**WRITTEN REQUEST:** Please count the lines below that contain the word "post" and reply with only that number.

------ EXTRACTED MATERIAL ------

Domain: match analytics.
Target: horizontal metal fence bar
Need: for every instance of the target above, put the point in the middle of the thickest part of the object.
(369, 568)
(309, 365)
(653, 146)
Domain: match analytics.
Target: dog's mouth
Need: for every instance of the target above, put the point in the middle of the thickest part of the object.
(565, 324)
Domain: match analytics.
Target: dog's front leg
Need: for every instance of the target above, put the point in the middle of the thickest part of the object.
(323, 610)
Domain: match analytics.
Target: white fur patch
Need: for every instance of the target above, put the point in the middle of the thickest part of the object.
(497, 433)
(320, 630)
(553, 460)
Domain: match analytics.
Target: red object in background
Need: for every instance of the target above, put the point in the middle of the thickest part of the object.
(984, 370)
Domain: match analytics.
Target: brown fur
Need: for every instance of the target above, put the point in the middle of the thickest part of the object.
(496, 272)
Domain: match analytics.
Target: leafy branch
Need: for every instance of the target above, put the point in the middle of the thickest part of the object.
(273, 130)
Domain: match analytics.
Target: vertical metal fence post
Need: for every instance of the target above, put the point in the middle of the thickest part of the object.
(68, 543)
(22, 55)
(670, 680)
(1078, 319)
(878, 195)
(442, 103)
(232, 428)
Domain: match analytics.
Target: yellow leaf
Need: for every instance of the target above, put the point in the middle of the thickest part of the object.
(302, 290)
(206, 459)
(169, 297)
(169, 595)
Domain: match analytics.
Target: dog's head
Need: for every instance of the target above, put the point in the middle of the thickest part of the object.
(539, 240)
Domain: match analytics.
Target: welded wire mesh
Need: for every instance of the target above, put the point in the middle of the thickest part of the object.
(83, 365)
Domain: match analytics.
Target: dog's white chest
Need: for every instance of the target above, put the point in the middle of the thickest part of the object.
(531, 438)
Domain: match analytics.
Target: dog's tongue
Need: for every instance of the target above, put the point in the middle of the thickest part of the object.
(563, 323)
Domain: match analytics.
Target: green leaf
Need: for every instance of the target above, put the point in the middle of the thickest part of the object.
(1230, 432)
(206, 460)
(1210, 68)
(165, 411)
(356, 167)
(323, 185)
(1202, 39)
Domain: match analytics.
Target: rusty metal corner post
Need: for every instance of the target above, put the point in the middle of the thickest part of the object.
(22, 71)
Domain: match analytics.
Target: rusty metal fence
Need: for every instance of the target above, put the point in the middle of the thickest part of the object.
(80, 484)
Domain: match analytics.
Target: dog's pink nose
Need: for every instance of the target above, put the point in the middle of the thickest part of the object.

------

**FULL ANSWER:** 2